• [WHAT YOU WILL DO] Lay out as a numbered list the rows below, starting at the line containing "Thank you for the photo. Please point out the potted" and running through the last row, with blank lines left out.

• [TASK INPUT]

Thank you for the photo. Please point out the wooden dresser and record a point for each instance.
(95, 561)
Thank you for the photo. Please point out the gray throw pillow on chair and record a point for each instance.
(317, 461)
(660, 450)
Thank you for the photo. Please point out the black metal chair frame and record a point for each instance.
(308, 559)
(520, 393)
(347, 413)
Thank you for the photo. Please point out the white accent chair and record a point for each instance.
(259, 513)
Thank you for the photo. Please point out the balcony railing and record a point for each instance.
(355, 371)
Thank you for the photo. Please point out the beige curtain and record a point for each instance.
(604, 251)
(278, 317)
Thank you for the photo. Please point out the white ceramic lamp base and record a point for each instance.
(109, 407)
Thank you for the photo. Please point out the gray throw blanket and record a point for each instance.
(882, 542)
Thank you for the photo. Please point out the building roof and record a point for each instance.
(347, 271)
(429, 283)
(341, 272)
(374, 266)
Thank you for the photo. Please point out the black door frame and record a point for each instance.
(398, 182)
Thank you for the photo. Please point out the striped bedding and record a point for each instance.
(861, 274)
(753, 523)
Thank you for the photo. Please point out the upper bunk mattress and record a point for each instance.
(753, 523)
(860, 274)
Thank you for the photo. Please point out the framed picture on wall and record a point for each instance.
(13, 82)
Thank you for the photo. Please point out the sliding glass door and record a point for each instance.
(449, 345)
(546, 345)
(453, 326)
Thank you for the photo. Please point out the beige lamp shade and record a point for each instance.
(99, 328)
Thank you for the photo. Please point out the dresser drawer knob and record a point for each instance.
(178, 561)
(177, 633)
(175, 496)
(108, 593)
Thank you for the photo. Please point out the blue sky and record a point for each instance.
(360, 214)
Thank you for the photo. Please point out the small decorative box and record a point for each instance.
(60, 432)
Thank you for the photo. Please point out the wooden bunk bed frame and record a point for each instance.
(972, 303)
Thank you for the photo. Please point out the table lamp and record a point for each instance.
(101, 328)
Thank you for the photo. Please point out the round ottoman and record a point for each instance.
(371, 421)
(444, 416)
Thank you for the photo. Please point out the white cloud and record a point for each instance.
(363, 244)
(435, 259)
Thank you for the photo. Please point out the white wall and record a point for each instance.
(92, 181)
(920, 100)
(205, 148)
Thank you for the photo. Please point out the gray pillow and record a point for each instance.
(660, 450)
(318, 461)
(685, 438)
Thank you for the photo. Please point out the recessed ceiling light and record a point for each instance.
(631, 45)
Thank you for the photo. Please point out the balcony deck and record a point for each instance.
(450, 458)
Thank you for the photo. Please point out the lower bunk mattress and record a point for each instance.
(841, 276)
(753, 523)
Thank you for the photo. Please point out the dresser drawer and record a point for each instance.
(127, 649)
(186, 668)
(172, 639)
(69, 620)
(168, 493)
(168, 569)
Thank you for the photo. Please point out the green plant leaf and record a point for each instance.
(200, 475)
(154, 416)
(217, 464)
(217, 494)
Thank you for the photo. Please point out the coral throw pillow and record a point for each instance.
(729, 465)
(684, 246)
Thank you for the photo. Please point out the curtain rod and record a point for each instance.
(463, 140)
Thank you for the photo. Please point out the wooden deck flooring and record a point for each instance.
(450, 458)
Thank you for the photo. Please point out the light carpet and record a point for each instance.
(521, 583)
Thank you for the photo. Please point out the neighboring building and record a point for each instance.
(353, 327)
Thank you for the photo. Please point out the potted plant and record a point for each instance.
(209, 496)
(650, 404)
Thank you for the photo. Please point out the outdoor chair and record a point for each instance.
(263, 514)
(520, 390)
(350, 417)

• [THE OUTPUT]
1. Thank you for the photo. Please point out the potted plant and record a point for each instance.
2. (209, 496)
3. (650, 404)
4. Thank you for the photo. Please point out the outdoor chair and record a point for each instance.
5. (263, 514)
6. (520, 390)
7. (350, 417)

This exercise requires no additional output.